Dataset excerpt
——————————

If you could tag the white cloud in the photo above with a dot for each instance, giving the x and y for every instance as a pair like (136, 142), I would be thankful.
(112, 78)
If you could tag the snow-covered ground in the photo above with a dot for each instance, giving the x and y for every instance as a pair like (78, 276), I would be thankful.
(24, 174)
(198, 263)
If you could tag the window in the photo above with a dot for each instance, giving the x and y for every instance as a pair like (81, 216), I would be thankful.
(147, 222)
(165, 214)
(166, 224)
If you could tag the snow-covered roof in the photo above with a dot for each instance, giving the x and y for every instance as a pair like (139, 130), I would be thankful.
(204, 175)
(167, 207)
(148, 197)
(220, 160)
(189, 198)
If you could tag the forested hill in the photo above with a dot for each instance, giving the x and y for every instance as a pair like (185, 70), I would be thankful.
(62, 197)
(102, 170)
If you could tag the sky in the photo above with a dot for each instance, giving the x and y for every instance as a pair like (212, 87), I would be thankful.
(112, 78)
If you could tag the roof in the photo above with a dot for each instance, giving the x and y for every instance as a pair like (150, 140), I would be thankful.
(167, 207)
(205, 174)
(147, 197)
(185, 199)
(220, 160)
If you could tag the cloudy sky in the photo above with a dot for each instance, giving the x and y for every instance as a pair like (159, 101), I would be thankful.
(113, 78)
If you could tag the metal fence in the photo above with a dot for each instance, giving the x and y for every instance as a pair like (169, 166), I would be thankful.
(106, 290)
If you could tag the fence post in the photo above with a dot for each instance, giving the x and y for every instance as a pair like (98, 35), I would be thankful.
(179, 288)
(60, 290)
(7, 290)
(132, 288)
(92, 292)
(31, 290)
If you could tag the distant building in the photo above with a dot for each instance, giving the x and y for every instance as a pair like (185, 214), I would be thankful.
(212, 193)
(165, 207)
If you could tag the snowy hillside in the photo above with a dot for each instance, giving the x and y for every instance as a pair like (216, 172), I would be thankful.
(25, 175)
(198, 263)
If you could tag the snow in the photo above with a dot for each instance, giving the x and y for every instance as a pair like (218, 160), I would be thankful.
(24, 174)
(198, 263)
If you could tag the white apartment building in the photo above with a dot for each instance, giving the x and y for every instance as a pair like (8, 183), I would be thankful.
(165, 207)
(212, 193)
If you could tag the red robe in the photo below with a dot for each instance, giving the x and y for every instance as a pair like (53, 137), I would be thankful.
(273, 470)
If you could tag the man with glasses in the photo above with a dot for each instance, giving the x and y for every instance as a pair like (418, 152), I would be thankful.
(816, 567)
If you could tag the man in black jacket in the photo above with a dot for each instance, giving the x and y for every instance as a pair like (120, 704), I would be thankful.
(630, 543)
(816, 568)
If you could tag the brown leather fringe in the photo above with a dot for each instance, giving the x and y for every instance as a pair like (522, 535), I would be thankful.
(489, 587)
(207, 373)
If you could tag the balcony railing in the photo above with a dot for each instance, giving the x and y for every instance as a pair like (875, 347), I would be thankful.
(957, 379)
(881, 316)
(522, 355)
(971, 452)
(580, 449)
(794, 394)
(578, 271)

——————————

▶ [Exercise directions]:
Present the material above as a numbered list, omitting any blank lines.

▶ [Answer for the task]:
1. If you could tag the white cloud in the photo above with a dot for each instance, giving the x and y for every instance as a pair like (136, 142), I would be thankful.
2. (112, 78)
3. If you could tag the snow-covered ground in the photo above with a dot for each instance, giving the x and y for every instance as a pair like (78, 276), I would be thankful.
4. (24, 174)
5. (198, 263)
6. If you could tag the window in the photo above with a dot for each instance, giving the x and y for every instance as a pair like (81, 216), I would be thankful.
7. (147, 222)
8. (165, 214)
9. (166, 224)
10. If you could tag the snow-covered roof in the photo above with a dot for each instance, giving the x and y for every instance as a pair like (139, 130), I would be thankful.
11. (204, 175)
12. (167, 207)
13. (148, 197)
14. (220, 160)
15. (189, 198)
16. If you could tag the forested hill in the photo above with a dot for each instance, giving the x and y for every instance as a pair like (185, 70), I would be thankful.
17. (62, 197)
18. (102, 170)
19. If you could tag the sky in the photo above with a dot for each instance, giving the x and y for every instance as a pair like (212, 87), I would be thankful.
20. (112, 78)
21. If you could tag the roof in the photo above with a dot for each instance, giving the x and y for every instance as a pair like (150, 140), I would be thankful.
22. (167, 207)
23. (205, 174)
24. (147, 197)
25. (185, 199)
26. (220, 160)
27. If you could tag the cloudy sky in the photo above with a dot for each instance, giving the x and y for every instance as a pair like (159, 101), I would be thankful.
28. (113, 78)
29. If you could tag the metal fence in the photo above with a dot for each instance, giving the x and y for every instance as a pair like (169, 166), I would be thankful.
30. (106, 290)
31. If you could tag the fence post in the photo above with a dot for each instance, giving the x and y for every instance as a pair like (98, 35), I would be thankful.
32. (179, 288)
33. (60, 290)
34. (7, 290)
35. (132, 288)
36. (92, 292)
37. (31, 290)
38. If you could tag the distant building in the photo above with a dot for each instance, giving the x and y for every instance as a pair like (185, 214), I would be thankful.
39. (212, 193)
40. (165, 207)
41. If you could tag the snowy hillside in the photo above with a dot for each instance, giving the x and y for every instance as a pair like (216, 172), I would be thankful.
42. (25, 175)
43. (198, 263)
44. If you could tag the snow in the photo above with a dot for each instance, giving the x and y for every instance as a pair like (218, 160), I would be thankful.
45. (24, 174)
46. (198, 263)
47. If you could tag the white apartment building in the photo above with a dot for each instance, giving the x and y for every instance as a pair like (8, 183), I would be thankful.
48. (165, 207)
49. (212, 193)
50. If you could tag the red robe in the photo below with a dot for each instance, giving the x and y for every instance as a pair like (53, 137), I would be thankful.
51. (273, 470)
52. If you could tag the man with glasses in the photo above with a dot for each instance, giving the x and y for every instance as a pair like (418, 152), I would be thankful.
53. (816, 567)
54. If you could tag the man in black jacket in the photo above with a dot for each instance, giving the x and y for every instance as a pair like (120, 704), I would be thankful.
55. (630, 543)
56. (816, 568)
57. If you could tag the brown leather fringe in the photo above with a dot for each instance, giving the x and y for every instance as a pair like (522, 535), I would be thankful.
58. (489, 587)
59. (207, 373)
60. If you could tag the balcony railing in the photo above with a dot for each instance, giving the x and y for every instance as a pair like (875, 347), I would be thankful.
61. (957, 379)
62. (881, 316)
63. (522, 355)
64. (971, 452)
65. (580, 449)
66. (794, 394)
67. (578, 271)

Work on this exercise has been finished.